The entries follow. Please return all of them exactly.

======

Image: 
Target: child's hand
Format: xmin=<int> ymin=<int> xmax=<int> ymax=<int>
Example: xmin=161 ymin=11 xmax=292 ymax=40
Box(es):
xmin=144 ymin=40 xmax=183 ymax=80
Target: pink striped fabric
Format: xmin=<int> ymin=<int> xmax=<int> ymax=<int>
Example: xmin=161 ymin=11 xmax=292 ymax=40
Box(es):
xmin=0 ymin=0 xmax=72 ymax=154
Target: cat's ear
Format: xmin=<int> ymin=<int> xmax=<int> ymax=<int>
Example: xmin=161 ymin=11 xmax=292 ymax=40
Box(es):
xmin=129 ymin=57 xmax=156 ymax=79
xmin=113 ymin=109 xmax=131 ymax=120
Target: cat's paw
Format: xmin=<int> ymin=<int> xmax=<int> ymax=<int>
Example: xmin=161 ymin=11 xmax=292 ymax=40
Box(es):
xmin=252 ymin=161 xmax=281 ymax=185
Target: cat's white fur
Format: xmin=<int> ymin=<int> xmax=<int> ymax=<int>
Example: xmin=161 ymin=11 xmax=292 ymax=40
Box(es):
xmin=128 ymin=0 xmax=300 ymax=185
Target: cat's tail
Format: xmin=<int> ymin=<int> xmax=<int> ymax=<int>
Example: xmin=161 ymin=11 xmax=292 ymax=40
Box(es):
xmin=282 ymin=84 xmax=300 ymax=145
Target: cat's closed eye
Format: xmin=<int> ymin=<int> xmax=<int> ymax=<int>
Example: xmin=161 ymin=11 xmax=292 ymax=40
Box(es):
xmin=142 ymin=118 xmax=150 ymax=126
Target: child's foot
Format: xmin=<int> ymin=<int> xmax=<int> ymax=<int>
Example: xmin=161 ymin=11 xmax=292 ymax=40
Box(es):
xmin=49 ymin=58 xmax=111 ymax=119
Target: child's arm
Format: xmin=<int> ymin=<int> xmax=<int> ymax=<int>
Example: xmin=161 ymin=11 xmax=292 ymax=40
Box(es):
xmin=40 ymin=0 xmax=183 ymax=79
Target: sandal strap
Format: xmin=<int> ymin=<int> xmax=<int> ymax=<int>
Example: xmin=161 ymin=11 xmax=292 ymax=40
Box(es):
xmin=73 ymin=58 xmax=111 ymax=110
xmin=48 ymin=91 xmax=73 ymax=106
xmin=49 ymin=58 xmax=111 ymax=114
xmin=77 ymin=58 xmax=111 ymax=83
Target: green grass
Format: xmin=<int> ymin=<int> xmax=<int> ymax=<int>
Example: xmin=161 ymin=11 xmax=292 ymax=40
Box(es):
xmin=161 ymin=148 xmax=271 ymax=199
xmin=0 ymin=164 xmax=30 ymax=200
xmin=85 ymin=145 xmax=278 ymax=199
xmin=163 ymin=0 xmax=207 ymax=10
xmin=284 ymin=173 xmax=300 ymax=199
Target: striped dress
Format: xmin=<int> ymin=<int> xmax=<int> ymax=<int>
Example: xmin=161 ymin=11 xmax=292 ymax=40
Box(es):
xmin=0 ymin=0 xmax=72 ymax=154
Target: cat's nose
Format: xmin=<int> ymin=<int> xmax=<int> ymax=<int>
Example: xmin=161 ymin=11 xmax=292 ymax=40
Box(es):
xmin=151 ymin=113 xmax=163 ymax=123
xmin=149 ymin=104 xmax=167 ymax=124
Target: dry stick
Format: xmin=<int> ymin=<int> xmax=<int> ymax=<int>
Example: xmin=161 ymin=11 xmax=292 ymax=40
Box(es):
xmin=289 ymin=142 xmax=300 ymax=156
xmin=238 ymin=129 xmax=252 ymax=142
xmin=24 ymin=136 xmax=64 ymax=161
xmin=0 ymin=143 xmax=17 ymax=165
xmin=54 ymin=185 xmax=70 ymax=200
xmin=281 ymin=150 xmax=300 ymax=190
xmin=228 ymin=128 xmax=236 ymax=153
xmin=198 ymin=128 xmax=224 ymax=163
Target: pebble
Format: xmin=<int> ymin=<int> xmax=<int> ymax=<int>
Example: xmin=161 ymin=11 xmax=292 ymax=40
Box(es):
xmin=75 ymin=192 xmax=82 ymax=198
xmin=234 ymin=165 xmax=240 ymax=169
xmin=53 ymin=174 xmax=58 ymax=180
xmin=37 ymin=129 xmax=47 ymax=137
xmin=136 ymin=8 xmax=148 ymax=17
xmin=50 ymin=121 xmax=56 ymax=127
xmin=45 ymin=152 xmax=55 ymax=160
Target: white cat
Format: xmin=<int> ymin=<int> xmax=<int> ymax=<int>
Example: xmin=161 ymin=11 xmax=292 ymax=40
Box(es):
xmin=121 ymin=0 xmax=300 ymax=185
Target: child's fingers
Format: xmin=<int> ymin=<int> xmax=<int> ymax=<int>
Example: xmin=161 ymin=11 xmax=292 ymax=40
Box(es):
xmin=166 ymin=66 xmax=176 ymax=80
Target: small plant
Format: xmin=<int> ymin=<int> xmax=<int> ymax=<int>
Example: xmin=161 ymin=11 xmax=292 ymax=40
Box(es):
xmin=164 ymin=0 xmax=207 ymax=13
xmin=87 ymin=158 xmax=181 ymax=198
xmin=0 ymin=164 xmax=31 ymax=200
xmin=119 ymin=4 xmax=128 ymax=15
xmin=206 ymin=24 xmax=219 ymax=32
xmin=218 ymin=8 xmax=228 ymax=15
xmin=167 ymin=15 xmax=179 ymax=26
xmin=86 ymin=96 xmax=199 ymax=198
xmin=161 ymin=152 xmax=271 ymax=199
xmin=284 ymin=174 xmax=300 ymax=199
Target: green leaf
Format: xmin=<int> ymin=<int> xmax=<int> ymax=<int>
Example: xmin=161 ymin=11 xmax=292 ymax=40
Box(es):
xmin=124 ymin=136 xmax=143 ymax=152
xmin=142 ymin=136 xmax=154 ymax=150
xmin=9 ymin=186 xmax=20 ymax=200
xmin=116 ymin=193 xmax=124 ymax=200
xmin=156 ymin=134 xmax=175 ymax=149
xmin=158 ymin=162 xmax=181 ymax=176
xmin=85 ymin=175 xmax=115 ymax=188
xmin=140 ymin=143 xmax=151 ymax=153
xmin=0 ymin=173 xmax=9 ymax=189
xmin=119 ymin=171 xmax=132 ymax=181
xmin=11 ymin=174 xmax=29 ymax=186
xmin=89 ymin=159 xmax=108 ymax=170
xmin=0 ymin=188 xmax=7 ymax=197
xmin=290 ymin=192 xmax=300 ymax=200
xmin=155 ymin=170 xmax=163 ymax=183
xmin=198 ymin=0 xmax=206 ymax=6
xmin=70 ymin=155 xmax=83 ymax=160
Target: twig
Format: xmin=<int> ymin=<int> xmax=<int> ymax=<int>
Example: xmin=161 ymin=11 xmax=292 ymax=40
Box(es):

======

● Result below
Image: 
Target: child's hand
Format: xmin=<int> ymin=<int> xmax=<int> ymax=<int>
Example: xmin=161 ymin=11 xmax=292 ymax=40
Box(es):
xmin=144 ymin=40 xmax=183 ymax=80
Target: pink striped fabric
Format: xmin=<int> ymin=<int> xmax=<int> ymax=<int>
Example: xmin=161 ymin=11 xmax=292 ymax=40
Box(es):
xmin=0 ymin=0 xmax=72 ymax=154
Target: cat's ear
Format: xmin=<int> ymin=<int> xmax=<int> ymax=<int>
Example: xmin=161 ymin=11 xmax=292 ymax=40
Box(es):
xmin=129 ymin=57 xmax=156 ymax=79
xmin=113 ymin=109 xmax=131 ymax=120
Target: cat's paw
Format: xmin=<int> ymin=<int> xmax=<int> ymax=<int>
Example: xmin=161 ymin=11 xmax=292 ymax=40
Box(es):
xmin=252 ymin=161 xmax=281 ymax=185
Target: cat's white fur
Format: xmin=<int> ymin=<int> xmax=<int> ymax=<int>
Example: xmin=161 ymin=11 xmax=292 ymax=40
Box(es):
xmin=128 ymin=0 xmax=300 ymax=185
Target: cat's tail
Format: xmin=<int> ymin=<int> xmax=<int> ymax=<int>
Example: xmin=161 ymin=11 xmax=292 ymax=40
Box(es):
xmin=282 ymin=84 xmax=300 ymax=145
Target: cat's closed eye
Format: xmin=<int> ymin=<int> xmax=<int> ymax=<int>
Example: xmin=161 ymin=11 xmax=292 ymax=40
Box(es):
xmin=142 ymin=118 xmax=150 ymax=126
Target: child's foot
Format: xmin=<int> ymin=<int> xmax=<int> ymax=<int>
Example: xmin=161 ymin=11 xmax=292 ymax=40
Box(es):
xmin=49 ymin=58 xmax=111 ymax=119
Target: child's arm
Format: xmin=<int> ymin=<int> xmax=<int> ymax=<int>
Example: xmin=161 ymin=11 xmax=292 ymax=40
Box(es):
xmin=40 ymin=0 xmax=183 ymax=79
Target: sandal strap
Format: xmin=<int> ymin=<int> xmax=<int> ymax=<int>
Example: xmin=161 ymin=11 xmax=292 ymax=40
Box(es):
xmin=73 ymin=58 xmax=111 ymax=110
xmin=48 ymin=91 xmax=73 ymax=106
xmin=49 ymin=58 xmax=111 ymax=114
xmin=77 ymin=58 xmax=111 ymax=83
Target: green grass
Format: xmin=<int> ymin=<int> xmax=<int> ymax=<int>
Example: xmin=161 ymin=11 xmax=292 ymax=40
Box(es):
xmin=161 ymin=148 xmax=271 ymax=199
xmin=0 ymin=164 xmax=30 ymax=200
xmin=85 ymin=145 xmax=278 ymax=199
xmin=163 ymin=0 xmax=207 ymax=10
xmin=284 ymin=173 xmax=300 ymax=199
Target: striped dress
Format: xmin=<int> ymin=<int> xmax=<int> ymax=<int>
Example: xmin=161 ymin=11 xmax=292 ymax=40
Box(es):
xmin=0 ymin=0 xmax=72 ymax=154
Target: cat's nose
Format: xmin=<int> ymin=<int> xmax=<int> ymax=<int>
Example: xmin=161 ymin=11 xmax=292 ymax=40
Box(es):
xmin=151 ymin=113 xmax=163 ymax=123
xmin=149 ymin=104 xmax=167 ymax=124
Target: dry stick
Format: xmin=<int> ymin=<int> xmax=<int> ymax=<int>
Example: xmin=161 ymin=11 xmax=292 ymax=40
Box(es):
xmin=289 ymin=142 xmax=300 ymax=156
xmin=238 ymin=129 xmax=252 ymax=142
xmin=24 ymin=136 xmax=64 ymax=161
xmin=0 ymin=143 xmax=17 ymax=165
xmin=54 ymin=185 xmax=70 ymax=200
xmin=281 ymin=150 xmax=300 ymax=190
xmin=228 ymin=128 xmax=236 ymax=153
xmin=198 ymin=128 xmax=224 ymax=163
Target: pebble
Format: xmin=<int> ymin=<int> xmax=<int> ymax=<int>
Example: xmin=161 ymin=11 xmax=292 ymax=40
Box(es):
xmin=75 ymin=192 xmax=82 ymax=198
xmin=234 ymin=165 xmax=240 ymax=169
xmin=53 ymin=174 xmax=58 ymax=180
xmin=37 ymin=129 xmax=47 ymax=137
xmin=136 ymin=8 xmax=148 ymax=17
xmin=50 ymin=121 xmax=56 ymax=127
xmin=45 ymin=152 xmax=55 ymax=160
Target: white cat
Format: xmin=<int> ymin=<int> xmax=<int> ymax=<int>
Example: xmin=161 ymin=11 xmax=292 ymax=40
Box(es):
xmin=121 ymin=0 xmax=300 ymax=185
Target: child's fingers
Format: xmin=<int> ymin=<int> xmax=<int> ymax=<int>
Example: xmin=161 ymin=11 xmax=292 ymax=40
Box(es):
xmin=166 ymin=66 xmax=176 ymax=80
Target: small plant
Format: xmin=<int> ymin=<int> xmax=<int> ymax=<int>
Example: xmin=161 ymin=11 xmax=292 ymax=40
Box(es):
xmin=164 ymin=0 xmax=207 ymax=13
xmin=87 ymin=158 xmax=181 ymax=198
xmin=0 ymin=164 xmax=31 ymax=200
xmin=119 ymin=4 xmax=128 ymax=15
xmin=206 ymin=24 xmax=219 ymax=32
xmin=218 ymin=8 xmax=228 ymax=15
xmin=167 ymin=15 xmax=179 ymax=26
xmin=86 ymin=96 xmax=199 ymax=198
xmin=161 ymin=152 xmax=271 ymax=199
xmin=284 ymin=174 xmax=300 ymax=199
Target: green leaf
Format: xmin=<int> ymin=<int> xmax=<int> ymax=<int>
Example: xmin=161 ymin=11 xmax=292 ymax=40
Box(es):
xmin=124 ymin=136 xmax=143 ymax=152
xmin=142 ymin=136 xmax=154 ymax=150
xmin=9 ymin=186 xmax=20 ymax=200
xmin=116 ymin=193 xmax=124 ymax=200
xmin=156 ymin=134 xmax=175 ymax=149
xmin=158 ymin=162 xmax=181 ymax=176
xmin=85 ymin=175 xmax=115 ymax=188
xmin=140 ymin=143 xmax=151 ymax=153
xmin=0 ymin=173 xmax=9 ymax=189
xmin=119 ymin=171 xmax=132 ymax=181
xmin=11 ymin=174 xmax=29 ymax=186
xmin=89 ymin=159 xmax=108 ymax=170
xmin=0 ymin=188 xmax=7 ymax=197
xmin=290 ymin=192 xmax=300 ymax=200
xmin=155 ymin=170 xmax=163 ymax=183
xmin=198 ymin=0 xmax=206 ymax=6
xmin=70 ymin=155 xmax=83 ymax=160
Target: twig
Format: xmin=<int> ymin=<int> xmax=<int> ymax=<int>
Example: xmin=161 ymin=11 xmax=292 ymax=40
Box(es):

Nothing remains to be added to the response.